- WHAT THIS TASK INVOLVES: Rewrite every item below as a single numbered list, one line per number, leaving out blank lines.

- TASK INPUT:
****************

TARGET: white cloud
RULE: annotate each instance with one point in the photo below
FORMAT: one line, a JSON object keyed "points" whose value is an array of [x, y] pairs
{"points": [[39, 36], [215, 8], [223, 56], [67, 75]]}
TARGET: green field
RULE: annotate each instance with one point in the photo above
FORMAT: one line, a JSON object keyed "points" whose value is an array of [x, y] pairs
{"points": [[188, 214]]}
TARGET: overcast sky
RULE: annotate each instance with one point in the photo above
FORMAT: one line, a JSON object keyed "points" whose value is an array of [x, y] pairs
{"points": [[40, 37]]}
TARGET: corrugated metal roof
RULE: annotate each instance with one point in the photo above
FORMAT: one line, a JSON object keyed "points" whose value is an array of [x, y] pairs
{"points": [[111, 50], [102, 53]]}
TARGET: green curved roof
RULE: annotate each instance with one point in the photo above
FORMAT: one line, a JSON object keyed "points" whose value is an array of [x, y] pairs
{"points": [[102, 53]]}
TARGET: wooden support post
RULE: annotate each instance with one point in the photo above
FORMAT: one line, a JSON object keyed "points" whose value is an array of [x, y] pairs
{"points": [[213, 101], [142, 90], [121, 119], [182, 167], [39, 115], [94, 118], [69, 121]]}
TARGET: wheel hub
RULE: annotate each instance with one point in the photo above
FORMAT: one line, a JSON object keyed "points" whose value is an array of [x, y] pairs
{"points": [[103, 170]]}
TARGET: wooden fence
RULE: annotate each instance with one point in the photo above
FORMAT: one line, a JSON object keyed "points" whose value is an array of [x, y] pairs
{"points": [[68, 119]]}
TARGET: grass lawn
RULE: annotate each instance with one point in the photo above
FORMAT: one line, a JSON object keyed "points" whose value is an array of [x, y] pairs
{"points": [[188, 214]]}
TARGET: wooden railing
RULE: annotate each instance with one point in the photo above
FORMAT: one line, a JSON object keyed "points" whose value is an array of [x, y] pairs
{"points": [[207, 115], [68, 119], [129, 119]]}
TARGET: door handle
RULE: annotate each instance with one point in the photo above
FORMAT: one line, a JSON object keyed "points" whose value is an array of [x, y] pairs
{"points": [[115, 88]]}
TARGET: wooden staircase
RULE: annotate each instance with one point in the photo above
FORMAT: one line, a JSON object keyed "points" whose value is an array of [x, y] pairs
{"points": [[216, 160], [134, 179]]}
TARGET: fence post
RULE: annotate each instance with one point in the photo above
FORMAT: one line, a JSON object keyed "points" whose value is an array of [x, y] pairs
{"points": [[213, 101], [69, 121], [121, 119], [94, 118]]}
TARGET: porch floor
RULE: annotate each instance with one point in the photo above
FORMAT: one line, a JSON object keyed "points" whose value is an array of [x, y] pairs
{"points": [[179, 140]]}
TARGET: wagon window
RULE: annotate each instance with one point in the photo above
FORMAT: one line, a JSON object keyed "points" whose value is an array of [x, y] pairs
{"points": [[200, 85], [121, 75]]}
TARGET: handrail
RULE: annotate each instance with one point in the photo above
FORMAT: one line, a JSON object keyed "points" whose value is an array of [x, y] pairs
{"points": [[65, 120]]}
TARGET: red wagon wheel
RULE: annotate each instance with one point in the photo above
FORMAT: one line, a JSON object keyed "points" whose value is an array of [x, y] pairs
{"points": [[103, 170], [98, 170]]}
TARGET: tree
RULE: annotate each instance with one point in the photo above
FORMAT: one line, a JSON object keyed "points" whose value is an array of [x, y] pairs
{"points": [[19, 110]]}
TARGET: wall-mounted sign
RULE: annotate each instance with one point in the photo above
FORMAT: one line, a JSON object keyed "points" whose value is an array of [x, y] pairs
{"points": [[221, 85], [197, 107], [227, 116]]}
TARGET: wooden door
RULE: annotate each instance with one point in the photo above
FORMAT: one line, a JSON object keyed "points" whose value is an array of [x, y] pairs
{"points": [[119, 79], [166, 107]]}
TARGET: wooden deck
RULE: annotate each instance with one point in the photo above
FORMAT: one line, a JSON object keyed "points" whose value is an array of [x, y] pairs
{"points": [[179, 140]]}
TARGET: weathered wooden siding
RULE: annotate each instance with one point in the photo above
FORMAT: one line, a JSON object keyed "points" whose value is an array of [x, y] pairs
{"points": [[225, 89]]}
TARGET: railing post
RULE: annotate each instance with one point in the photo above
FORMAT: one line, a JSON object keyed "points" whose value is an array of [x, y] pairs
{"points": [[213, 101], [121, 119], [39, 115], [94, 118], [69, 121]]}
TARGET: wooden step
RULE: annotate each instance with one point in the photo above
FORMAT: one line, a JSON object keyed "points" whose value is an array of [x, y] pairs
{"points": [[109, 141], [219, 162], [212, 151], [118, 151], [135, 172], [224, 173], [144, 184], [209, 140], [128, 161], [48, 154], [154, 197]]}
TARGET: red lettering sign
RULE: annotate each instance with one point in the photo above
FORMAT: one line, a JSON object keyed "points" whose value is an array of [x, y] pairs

****************

- TASK ANSWER:
1. TARGET: white cloud
2. RULE: annotate each instance with one point in the photo below
3. FORMAT: one line, a JSON object keyed "points" whose value is an array of [x, y] pairs
4. {"points": [[39, 36], [215, 8], [223, 56], [67, 75]]}
5. TARGET: green field
6. RULE: annotate each instance with one point in the photo above
7. FORMAT: one line, a JSON object keyed "points" whose value is an array of [x, y] pairs
8. {"points": [[188, 214]]}
9. TARGET: overcast sky
10. RULE: annotate each instance with one point in the photo above
11. FORMAT: one line, a JSON object keyed "points" whose value is an array of [x, y] pairs
12. {"points": [[40, 37]]}
13. TARGET: corrugated metal roof
14. RULE: annotate each instance with one point in the photo above
15. FORMAT: one line, a JSON object keyed "points" whose value is an array of [x, y] pairs
16. {"points": [[111, 50], [102, 53]]}
17. TARGET: green curved roof
18. RULE: annotate each instance with one point in the photo above
19. FORMAT: one line, a JSON object keyed "points" whose value is an array of [x, y] pairs
20. {"points": [[102, 53]]}
21. TARGET: wooden support post
22. RULE: annotate each instance with one point in the photo above
23. FORMAT: one line, a JSON object keyed "points" whose value is an array of [x, y] pairs
24. {"points": [[213, 101], [142, 90], [121, 119], [182, 167], [39, 115], [94, 118], [69, 121]]}
25. TARGET: wheel hub
26. RULE: annotate each instance with one point in the photo above
27. FORMAT: one line, a JSON object keyed "points" whose value is an array of [x, y] pairs
28. {"points": [[103, 170]]}
29. TARGET: wooden fence
30. RULE: annotate each instance with one point in the photo above
31. FORMAT: one line, a JSON object keyed "points" whose value is an array of [x, y] pairs
32. {"points": [[68, 119]]}
33. TARGET: grass lawn
34. RULE: annotate each instance with one point in the photo above
35. FORMAT: one line, a JSON object keyed "points" whose value is an array of [x, y] pairs
36. {"points": [[188, 214]]}
37. TARGET: wooden railing
38. RULE: annotate each instance with one point in the photo above
39. FORMAT: one line, a JSON object keyed "points" whose value is an array of [x, y] pairs
40. {"points": [[207, 115], [68, 119], [129, 119]]}
41. TARGET: door handle
42. RULE: annotate each instance with one point in the photo above
43. FORMAT: one line, a JSON object keyed "points" whose value is an array of [x, y] pairs
44. {"points": [[115, 88]]}
45. TARGET: wooden staircase
46. RULE: annotate each instance with one point in the photo above
47. FORMAT: one line, a JSON object keyed "points" whose value is an array of [x, y] pairs
48. {"points": [[216, 160], [134, 179]]}
49. TARGET: fence post
50. RULE: annotate each instance with one point in the photo above
51. FORMAT: one line, a JSON object keyed "points" whose value is an array of [x, y] pairs
52. {"points": [[213, 101], [69, 121], [121, 119], [94, 118]]}
53. TARGET: porch floor
54. RULE: annotate each instance with one point in the photo above
55. FORMAT: one line, a JSON object keyed "points" whose value is an array of [x, y] pairs
56. {"points": [[179, 140]]}
57. TARGET: wagon window
58. RULE: annotate each instance with one point in the photo above
59. FORMAT: one line, a JSON object keyed "points" whose value is an array of [x, y] pairs
60. {"points": [[200, 85], [121, 75]]}
61. TARGET: handrail
62. RULE: annotate each instance with one point in the photo above
63. FORMAT: one line, a JSON object keyed "points" whose value is an array of [x, y] pairs
64. {"points": [[65, 120]]}
65. TARGET: red wagon wheel
66. RULE: annotate each instance with one point in the photo above
67. FORMAT: one line, a JSON object keyed "points" whose value is an array of [x, y] pairs
68. {"points": [[103, 170], [98, 170]]}
69. TARGET: tree
70. RULE: annotate each instance with one point in the photo above
71. FORMAT: one line, a JSON object keyed "points" whose value is an array of [x, y] pairs
72. {"points": [[19, 110]]}
73. TARGET: wall-mounted sign
74. RULE: annotate each instance with one point in the photo above
75. FORMAT: one line, a JSON object keyed "points" whose value is an array of [x, y] pairs
76. {"points": [[221, 85], [197, 107], [227, 116]]}
77. TARGET: wooden door
78. RULE: annotate each instance with one point in the photo above
79. FORMAT: one line, a JSON object keyed "points" whose value is an array of [x, y] pairs
80. {"points": [[119, 79], [166, 107]]}
81. TARGET: wooden deck
82. RULE: annotate each instance with one point in the photo above
83. FORMAT: one line, a JSON object keyed "points" whose value is an array of [x, y] pairs
84. {"points": [[179, 140]]}
85. TARGET: weathered wooden siding
86. RULE: annotate each instance with one point in the photo above
87. FORMAT: one line, a JSON object keyed "points" whose value is an array of [x, y] pairs
88. {"points": [[225, 89]]}
89. TARGET: railing post
90. RULE: annotate each instance with one point in the photo above
91. FORMAT: one line, a JSON object keyed "points" whose value is an array of [x, y] pairs
92. {"points": [[213, 101], [121, 119], [39, 115], [94, 118], [69, 121]]}
93. TARGET: wooden step
94. RULE: annotate each instance with one point in the photo above
95. FORMAT: one line, a JSON object keyed "points" whose value is an array of [x, y] pairs
96. {"points": [[109, 141], [219, 162], [212, 151], [118, 151], [135, 172], [224, 173], [144, 184], [209, 140], [128, 161], [48, 154], [154, 197]]}
97. TARGET: red lettering sign
98. RULE: annotate each instance with one point in the photo above
99. FORMAT: one line, a JSON object keyed "points" whose value is an array of [x, y] pairs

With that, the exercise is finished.